REQUIREMENT 1: For the text on filtered vector search, decide whether each statement is supported: (a) Documents go through chunking before their embedding vectors are extracted. (b) Smaller open-source models using RAG surpass GPT-4 using RAG. (c) Vector databases deal only with vector data. Answer yes or no for each and quote the deciding words.
REQUIREMENT 2: Return the stretch of the text on filtered vector search from "2. Even if the" through "GPT-4 with RAG.", copied word for word.
--- PROVIDED TEXT Enclosed Below ---
Filtered Vector Search: A Key Technology in RAG Systems

Basically, in an Retrieval-Augmented Generation (RAG) system, documents (including texts, PDFs, Word, PPTs, etc.) are initially processed through chunking to extract embedding vectors, which are then stored and indexed in a vector database. When a user poses a question, the system retrieves the most relevant documents from the index and feeds the user's question along with the relevant document fragments to large language models (LLMs) like ChatGPT to generate more accurate answers.

Source:@jerryjliu0

Several articles have demonstrated the effectiveness of RAG, with the main conclusions being:

  1. RAG significantly improves the results of GenAI applications;

  2. Even if the data in the vector database was known to GPT-4 during its training, GPT-4 using RAG outperforms versions not using RAG;

  3. Some smaller open-source models, when using RAG, can achieve results close to GPT-4 with RAG.

The core of RAG systems is the vector database storing a large number of documents. The ability of this database to quickly and accurately search for documents relevant to a question is crucial to the effectiveness of the RAG system. Vector databases focus not only on vector data but also on corresponding metadata. Making full use of this metadata for filtered searches can significantly improve search accuracy and the overall effectiveness of the RAG system, thereby enhancing the experience of GenAI applications.
--- End of Enclosed PROVIDED TEXT ---
--- DATA EXTRACT Enclosed Below ---
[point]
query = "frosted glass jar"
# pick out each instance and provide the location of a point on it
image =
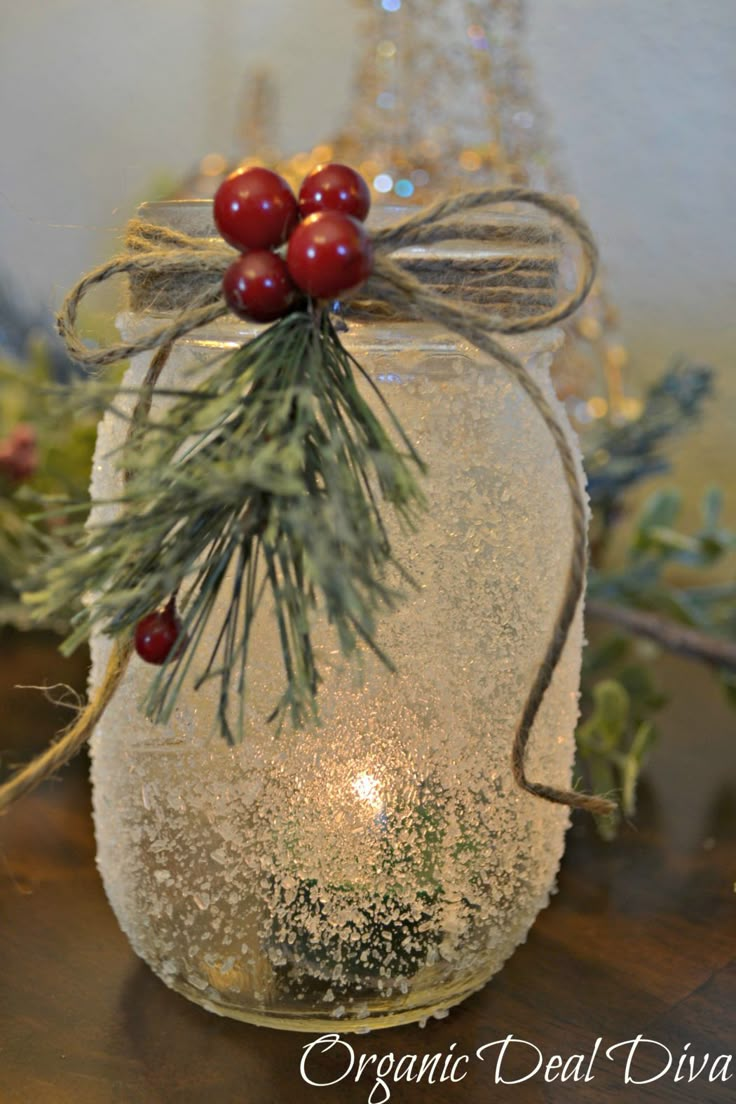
--- End of Enclosed DATA EXTRACT ---
WRITTEN RESPONSE 1:
(a) Yes: "documents (including texts, PDFs, Word, PPTs, etc.) are initially processed through chunking to extract embedding vectors"
(b) No: "Some smaller open-source models, when using RAG, can achieve results close to GPT-4 with RAG."
(c) No: "Vector databases focus not only on vector data but also on corresponding metadata."

WRITTEN RESPONSE 2:
2. Even if the data in the vector database was known to GPT-4 during its training, GPT-4 using RAG outperforms versions not using RAG;

  3. Some smaller open-source models, when using RAG, can achieve results close to GPT-4 with RAG.